→ Data

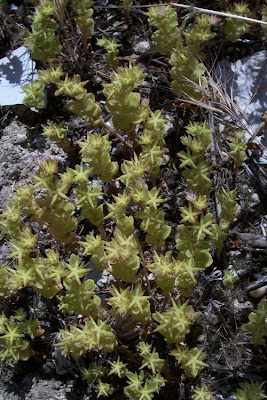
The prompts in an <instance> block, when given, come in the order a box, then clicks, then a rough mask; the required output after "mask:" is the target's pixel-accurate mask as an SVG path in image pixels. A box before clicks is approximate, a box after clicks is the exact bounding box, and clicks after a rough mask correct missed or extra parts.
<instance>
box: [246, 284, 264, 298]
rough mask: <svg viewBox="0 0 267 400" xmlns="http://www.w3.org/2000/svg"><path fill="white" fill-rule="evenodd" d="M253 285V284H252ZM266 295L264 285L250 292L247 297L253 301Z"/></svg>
mask: <svg viewBox="0 0 267 400" xmlns="http://www.w3.org/2000/svg"><path fill="white" fill-rule="evenodd" d="M254 283H255V282H254ZM266 293H267V285H264V286H262V287H260V288H258V289H255V290H252V291H251V292H249V295H250V296H251V297H254V298H255V299H260V298H261V297H263V296H264V295H265V294H266Z"/></svg>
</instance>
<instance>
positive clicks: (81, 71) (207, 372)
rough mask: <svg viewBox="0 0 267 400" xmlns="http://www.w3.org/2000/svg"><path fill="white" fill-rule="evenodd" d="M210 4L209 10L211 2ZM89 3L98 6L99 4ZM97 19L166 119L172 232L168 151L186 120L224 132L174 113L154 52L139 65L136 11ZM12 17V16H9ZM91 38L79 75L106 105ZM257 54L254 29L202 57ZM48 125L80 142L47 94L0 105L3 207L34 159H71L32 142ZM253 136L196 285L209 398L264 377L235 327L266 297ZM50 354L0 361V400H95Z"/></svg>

→ What this task involves
Without including any picture, retype the entries exactly.

→ Solution
The prompts in an <instance> block, when given, come in the order a box, then clicks, then a rough mask; the required output after "mask:" is the target's pixel-accurate mask as an SVG path in image pixels. A box before clicks is approximate, a box after clicks is the exact bounding box, and clicks after a rough mask correct missed or extra parts.
<instance>
box: [246, 284, 264, 298]
rough mask: <svg viewBox="0 0 267 400" xmlns="http://www.w3.org/2000/svg"><path fill="white" fill-rule="evenodd" d="M253 285V284H252ZM266 295L264 285L250 292L247 297L253 301Z"/></svg>
mask: <svg viewBox="0 0 267 400" xmlns="http://www.w3.org/2000/svg"><path fill="white" fill-rule="evenodd" d="M254 283H255V282H254ZM266 293H267V285H264V286H262V287H260V288H258V289H255V290H252V291H251V292H249V295H250V296H251V297H254V298H255V299H260V298H261V297H263V296H264V295H265V294H266Z"/></svg>
</instance>
<instance>
positive clicks: (81, 71) (207, 372)
rough mask: <svg viewBox="0 0 267 400" xmlns="http://www.w3.org/2000/svg"><path fill="white" fill-rule="evenodd" d="M210 4L209 10L211 2ZM89 3L98 6L99 4ZM97 19L166 119L172 232L168 151L186 120L224 132L174 113L154 52L139 65L136 11ZM12 17V16H9ZM91 38L79 75L106 105ZM257 54L254 29L202 57ZM48 125L80 142L47 94L0 105L3 207L34 159H71L32 142ZM253 136L196 285L209 398L264 377L235 327L266 297ZM50 354L0 361V400H95Z"/></svg>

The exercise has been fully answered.